■ **데이터셋 항목**
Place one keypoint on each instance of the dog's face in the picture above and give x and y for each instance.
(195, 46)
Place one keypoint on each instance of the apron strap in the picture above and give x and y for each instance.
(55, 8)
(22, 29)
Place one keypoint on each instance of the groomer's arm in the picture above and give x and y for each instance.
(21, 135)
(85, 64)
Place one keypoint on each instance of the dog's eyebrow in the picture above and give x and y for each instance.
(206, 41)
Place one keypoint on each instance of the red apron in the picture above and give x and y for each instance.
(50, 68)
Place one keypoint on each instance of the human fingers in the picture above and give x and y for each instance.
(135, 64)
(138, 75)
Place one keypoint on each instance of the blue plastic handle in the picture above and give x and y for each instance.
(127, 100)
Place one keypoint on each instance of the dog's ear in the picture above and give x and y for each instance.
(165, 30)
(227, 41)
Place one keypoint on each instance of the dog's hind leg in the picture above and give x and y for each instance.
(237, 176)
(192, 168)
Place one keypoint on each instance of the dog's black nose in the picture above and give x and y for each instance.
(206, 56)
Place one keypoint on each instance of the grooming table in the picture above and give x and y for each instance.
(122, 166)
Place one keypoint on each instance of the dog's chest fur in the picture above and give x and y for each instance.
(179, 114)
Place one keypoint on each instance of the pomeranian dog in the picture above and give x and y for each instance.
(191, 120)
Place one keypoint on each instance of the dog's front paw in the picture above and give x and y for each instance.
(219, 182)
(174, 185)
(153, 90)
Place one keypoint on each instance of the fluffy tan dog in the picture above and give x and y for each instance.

■ **할 일**
위에 있는 항목을 처음부터 끝까지 하나도 빠짐없이, 글자 하나 바꾸지 말고 그대로 다시 적으세요.

■ **풀이 결과**
Place one keypoint on each instance of the dog's face in the picture above and give x and y for each instance.
(195, 46)
Place one keypoint on each instance of the apron strap in the picture above and give x and y for each instance.
(55, 8)
(22, 29)
Place one keypoint on each instance of the groomer's arm in the picture above and give x and y for each instance.
(21, 135)
(85, 64)
Place one keypoint on each instance of the dog's eyebrow in the picture above and give x and y for each instance.
(206, 41)
Place one keypoint on each instance of the red apron in the picture above and give x and y for each instance.
(50, 68)
Place one keypoint on each instance of the human fingers in the picture above and give x and y for each instance.
(135, 64)
(138, 75)
Place one keypoint on each instance of the blue plastic handle in the picture above and give x and y for each instance.
(127, 100)
Place one keypoint on each instance of the dog's ear in the picture above and give x and y for each instance.
(165, 30)
(227, 41)
Place one keypoint on each instance of the dog's hind leg in the picture above and give x and y for each instance.
(237, 176)
(192, 168)
Place one keypoint on each instance of the dog's black nose in the picture above and give x and y for each instance.
(206, 56)
Place one keypoint on each instance of the grooming table in the picture above and give x and y for each instance.
(122, 166)
Place one keypoint on each instance of the dog's chest fur in the picture above and give x and y for each instance.
(179, 114)
Place one keypoint on each instance of the pomeranian dog in the picture above and give x and y for each instance.
(191, 120)
Place one keypoint on each instance of the dog's front paw in the picture above and give x and y for each instance.
(219, 182)
(174, 185)
(153, 90)
Place one keypoint on each instance of the fluffy tan dog in the picture above and give x and y for each instance.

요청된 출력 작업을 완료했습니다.